### Page text
Rushen Primary School

Learning and Growing

Child Protection Policy

Safeguarding Officer Suzanne Owens, Headteacher
Deputy Safeguarding Officer Helen Wardman, Deputy Headteacher
Social Services Duty Officer 686179

Child Protection Policy Statement

1.1 Rushen Primary School takes its duty towards all its pupils who have been entrusted to its care very seriously and seeks to provide a school environment where all children are safe, secure, valued, respected, and listened to.

1.2 Rushen Primary School believes that it is always unacceptable for a child or young person to experience abuse of any kind and recognises its responsibility to safeguard the welfare of all children and young people, by a commitment to practice that protects them.


2.1 All children in the Isle of Man will:

• Be Healthy
• Stay safe
• Enjoy and Achieve
• Make a Positive Contribution
• Prosper

2.2 Safeguarding has two elements:

1. Protecting children from maltreatment.
2. Preventing impairment of children’s health or development.

2.3 Promoting welfare is a proactive responsibility:

1. Ensuring that children are growing up in circumstances consistent with the provision of safe and effective care. Undertaking that role so as to enable those children to have optimum life chances and to enter adulthood successfully.

2. Child protection is defined as being part of safeguarding and promoting welfare: Child protection is the term used to refer to the activity taken to protect children who are suffering or at risk of suffering significant harm.

2.4 Key features:

• Senior management commitment to the importance of safeguarding and promoting children’s welfare.
• A clear statement of the organisation's responsibilities towards children available for all staff.
• A clear line of accountability within the organisation for work on safeguarding and promoting the welfare of children.

### Record excerpts

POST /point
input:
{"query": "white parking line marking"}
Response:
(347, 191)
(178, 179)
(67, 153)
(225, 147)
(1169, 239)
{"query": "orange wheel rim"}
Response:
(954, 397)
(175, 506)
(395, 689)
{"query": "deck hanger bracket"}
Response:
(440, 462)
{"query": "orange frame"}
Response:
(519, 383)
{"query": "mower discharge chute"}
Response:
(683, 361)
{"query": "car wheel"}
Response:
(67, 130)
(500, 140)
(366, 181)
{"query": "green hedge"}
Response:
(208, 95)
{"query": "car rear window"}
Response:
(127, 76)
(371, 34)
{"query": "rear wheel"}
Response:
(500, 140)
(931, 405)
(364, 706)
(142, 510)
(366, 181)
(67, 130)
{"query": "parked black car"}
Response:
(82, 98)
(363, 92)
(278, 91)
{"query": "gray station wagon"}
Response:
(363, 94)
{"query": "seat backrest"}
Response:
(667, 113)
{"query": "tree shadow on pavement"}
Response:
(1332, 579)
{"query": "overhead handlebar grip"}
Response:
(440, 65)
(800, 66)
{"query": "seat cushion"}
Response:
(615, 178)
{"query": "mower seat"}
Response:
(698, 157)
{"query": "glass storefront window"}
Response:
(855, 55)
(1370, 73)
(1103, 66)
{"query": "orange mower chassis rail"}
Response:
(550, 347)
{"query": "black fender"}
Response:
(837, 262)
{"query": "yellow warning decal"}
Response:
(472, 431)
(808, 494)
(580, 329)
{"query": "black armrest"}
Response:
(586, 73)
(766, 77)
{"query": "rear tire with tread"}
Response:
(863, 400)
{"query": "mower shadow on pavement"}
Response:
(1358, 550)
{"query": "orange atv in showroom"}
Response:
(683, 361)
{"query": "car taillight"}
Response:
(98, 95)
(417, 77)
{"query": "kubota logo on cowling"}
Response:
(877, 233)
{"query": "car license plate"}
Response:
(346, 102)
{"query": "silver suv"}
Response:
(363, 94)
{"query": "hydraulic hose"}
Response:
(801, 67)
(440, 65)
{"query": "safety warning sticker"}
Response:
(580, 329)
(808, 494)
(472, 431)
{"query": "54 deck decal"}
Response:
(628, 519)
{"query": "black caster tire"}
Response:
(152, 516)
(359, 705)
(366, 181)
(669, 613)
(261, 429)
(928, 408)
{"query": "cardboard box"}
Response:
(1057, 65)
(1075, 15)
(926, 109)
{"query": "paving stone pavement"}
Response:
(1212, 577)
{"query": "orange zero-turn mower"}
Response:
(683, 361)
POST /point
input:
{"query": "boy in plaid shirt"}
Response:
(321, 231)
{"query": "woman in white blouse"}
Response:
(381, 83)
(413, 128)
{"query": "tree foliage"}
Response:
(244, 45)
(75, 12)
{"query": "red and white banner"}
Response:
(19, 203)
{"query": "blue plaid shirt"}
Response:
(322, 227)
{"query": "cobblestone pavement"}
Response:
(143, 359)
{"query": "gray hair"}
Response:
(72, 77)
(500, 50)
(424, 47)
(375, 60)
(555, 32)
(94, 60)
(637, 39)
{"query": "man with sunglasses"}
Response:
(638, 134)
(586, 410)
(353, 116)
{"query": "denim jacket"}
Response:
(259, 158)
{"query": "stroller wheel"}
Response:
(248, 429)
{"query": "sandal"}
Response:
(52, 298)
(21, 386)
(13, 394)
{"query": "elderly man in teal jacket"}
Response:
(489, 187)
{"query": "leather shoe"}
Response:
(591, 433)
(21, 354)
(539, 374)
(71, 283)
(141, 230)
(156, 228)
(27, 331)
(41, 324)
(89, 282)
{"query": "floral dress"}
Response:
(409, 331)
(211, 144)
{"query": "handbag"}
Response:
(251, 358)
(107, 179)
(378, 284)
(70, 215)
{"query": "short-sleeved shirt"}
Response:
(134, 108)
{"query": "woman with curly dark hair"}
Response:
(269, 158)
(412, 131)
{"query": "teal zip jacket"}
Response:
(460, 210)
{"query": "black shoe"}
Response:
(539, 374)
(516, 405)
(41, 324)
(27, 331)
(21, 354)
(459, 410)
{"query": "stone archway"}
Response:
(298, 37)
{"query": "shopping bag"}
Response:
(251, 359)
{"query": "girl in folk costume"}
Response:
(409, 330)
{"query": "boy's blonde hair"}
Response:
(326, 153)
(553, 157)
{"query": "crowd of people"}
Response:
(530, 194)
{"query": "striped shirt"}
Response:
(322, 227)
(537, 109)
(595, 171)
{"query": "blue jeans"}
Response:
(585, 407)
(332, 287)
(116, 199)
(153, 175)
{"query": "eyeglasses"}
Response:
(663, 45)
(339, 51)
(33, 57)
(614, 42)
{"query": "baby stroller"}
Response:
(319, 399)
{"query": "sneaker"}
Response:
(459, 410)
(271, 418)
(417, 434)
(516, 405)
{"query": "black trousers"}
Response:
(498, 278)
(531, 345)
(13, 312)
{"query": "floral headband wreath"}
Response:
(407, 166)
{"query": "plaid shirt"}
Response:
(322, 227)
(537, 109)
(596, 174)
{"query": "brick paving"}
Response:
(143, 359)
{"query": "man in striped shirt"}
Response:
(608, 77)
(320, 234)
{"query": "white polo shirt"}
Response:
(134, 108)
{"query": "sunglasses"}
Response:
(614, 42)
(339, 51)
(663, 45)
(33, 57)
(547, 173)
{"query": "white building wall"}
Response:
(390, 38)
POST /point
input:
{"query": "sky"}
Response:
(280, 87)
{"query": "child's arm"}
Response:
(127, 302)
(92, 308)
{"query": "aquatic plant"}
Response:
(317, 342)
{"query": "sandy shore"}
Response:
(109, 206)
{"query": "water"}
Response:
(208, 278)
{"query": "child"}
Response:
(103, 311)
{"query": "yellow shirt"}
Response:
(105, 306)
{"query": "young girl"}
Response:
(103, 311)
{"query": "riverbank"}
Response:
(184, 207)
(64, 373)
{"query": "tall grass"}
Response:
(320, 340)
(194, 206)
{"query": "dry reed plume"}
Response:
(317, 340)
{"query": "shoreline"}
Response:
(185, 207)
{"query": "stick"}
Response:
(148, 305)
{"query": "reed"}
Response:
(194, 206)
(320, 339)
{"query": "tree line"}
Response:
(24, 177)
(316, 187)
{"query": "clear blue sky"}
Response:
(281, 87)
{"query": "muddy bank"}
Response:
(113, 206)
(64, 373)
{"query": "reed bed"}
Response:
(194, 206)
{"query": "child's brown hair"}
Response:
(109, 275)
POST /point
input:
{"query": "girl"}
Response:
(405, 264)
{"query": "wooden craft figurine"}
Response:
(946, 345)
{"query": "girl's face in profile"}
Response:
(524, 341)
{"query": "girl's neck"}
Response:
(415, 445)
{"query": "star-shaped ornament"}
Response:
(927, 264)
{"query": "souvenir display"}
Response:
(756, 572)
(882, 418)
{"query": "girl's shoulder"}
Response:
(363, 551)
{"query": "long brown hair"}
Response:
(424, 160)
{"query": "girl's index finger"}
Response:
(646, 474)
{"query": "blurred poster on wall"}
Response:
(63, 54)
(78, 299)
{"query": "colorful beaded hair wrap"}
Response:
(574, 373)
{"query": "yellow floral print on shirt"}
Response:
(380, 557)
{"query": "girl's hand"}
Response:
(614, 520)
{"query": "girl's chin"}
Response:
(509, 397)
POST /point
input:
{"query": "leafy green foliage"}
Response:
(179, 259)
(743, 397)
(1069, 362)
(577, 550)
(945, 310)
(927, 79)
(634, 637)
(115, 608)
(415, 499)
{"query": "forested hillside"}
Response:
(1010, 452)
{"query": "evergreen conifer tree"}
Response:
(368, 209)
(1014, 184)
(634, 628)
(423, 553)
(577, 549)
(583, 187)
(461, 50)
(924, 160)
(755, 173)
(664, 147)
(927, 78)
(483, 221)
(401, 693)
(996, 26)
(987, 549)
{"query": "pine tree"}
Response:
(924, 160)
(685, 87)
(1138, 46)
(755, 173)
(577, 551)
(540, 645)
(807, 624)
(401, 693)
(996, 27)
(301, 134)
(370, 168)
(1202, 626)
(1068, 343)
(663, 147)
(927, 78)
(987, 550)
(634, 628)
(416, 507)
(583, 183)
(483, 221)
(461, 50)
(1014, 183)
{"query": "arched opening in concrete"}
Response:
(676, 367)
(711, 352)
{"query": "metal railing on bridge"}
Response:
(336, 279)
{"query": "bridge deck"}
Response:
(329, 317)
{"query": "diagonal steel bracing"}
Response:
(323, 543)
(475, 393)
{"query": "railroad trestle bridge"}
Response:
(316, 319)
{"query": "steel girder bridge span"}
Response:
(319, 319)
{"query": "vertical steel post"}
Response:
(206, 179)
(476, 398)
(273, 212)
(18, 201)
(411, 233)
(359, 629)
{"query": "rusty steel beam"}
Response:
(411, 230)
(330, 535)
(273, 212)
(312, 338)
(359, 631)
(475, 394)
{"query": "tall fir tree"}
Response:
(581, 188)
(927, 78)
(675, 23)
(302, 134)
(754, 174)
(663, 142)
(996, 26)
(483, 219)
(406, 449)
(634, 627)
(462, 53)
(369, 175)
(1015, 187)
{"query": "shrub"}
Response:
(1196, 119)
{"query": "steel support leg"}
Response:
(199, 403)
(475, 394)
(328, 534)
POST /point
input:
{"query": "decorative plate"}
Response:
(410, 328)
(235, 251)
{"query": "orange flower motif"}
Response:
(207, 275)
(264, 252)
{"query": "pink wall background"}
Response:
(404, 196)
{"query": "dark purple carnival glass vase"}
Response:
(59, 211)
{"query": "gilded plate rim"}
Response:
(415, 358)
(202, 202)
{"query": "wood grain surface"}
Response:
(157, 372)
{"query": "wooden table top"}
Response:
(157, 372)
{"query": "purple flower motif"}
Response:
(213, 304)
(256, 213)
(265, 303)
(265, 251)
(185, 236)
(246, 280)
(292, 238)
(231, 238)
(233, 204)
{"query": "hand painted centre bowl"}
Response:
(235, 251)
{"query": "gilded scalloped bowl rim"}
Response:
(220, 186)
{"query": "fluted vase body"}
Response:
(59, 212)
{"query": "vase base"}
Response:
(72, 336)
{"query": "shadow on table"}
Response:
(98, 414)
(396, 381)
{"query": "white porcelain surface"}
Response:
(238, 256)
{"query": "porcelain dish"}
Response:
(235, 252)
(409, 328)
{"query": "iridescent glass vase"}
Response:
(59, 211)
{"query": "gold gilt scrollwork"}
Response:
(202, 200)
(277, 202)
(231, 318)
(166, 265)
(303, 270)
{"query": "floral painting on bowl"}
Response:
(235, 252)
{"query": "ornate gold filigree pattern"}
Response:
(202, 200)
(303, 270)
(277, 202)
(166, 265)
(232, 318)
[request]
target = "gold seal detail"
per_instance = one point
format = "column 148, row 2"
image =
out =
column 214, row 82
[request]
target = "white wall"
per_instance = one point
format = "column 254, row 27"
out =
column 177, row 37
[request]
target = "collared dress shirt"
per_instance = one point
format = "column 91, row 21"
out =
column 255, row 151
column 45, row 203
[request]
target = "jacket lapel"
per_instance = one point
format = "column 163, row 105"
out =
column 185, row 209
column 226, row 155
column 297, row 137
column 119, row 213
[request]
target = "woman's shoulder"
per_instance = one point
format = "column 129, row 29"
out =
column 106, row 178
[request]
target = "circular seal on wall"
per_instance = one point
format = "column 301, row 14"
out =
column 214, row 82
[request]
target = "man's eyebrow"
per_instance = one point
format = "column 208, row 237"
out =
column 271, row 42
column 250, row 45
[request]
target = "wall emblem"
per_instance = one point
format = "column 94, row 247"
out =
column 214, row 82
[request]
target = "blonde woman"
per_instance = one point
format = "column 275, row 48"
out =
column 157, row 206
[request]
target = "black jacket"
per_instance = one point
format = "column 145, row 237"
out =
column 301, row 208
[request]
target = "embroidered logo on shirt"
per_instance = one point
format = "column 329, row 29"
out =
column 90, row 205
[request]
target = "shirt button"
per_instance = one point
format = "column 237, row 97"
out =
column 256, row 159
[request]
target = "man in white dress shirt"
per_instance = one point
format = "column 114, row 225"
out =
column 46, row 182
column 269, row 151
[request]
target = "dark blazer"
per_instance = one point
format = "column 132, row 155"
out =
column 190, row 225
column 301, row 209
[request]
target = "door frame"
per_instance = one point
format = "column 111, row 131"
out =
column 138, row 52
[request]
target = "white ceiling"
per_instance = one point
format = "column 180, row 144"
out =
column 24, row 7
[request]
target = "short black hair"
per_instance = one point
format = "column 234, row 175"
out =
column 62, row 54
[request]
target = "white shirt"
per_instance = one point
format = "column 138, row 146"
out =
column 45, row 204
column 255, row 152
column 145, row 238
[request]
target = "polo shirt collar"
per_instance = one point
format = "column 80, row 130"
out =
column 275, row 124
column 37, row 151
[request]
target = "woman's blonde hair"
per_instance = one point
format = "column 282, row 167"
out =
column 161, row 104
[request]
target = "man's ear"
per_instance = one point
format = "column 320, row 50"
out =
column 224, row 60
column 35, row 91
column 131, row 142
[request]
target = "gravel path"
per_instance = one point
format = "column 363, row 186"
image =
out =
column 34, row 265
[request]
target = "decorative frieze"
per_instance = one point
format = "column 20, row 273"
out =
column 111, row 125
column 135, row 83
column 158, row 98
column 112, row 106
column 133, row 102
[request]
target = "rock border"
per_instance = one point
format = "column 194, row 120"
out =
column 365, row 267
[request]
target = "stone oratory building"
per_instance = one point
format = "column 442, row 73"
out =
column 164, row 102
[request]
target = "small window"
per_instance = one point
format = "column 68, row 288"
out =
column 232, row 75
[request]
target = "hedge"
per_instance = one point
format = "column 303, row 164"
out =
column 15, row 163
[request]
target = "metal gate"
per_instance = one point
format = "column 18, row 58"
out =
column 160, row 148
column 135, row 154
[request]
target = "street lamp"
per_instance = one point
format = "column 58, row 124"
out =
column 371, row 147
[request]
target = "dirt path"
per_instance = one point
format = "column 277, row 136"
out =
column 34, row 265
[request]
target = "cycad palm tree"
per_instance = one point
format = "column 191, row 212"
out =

### How to complete this task
Continue the child protection policy from the last bullet under 2.4 Key features.

### Task answer
• Staff training on safeguarding and promoting the welfare of children for all staff working with or in contact with children and families.
• Safe recruitment procedures in place (safe people, codes of conduct) service level agreements, contracting and commissioning arrangements.
• To take account of the need to safeguard and promote the welfare of children and young people.
• Whistle-blowing.
• Dealing with complaints.
• Leadership in safeguarding.
• Effective inter-agency working to safeguard and promote the welfare of children.
• Effective information sharing.
• Involving young people.
• Monitoring and reviewing.

3: Child Protection Guidance

3.1 Introduction:

A range of documents, circulars and guidance for good practice governs Child Protection work at Rushen Primary School.

Key documents, which inform this policy are:

1. Isle of Man Safeguarding Children Board Procedures.
2. Chief Minister’s Strategy for Children and Young People.
3. Isle of Man Children’s Plan 2009-2012.
4. DFEE circular 10/95.
5. The Children Act 1989.
6. Working Together to Safeguard Children 1999.
7. Framework for the Assessment of Children in Need and their Families 2000.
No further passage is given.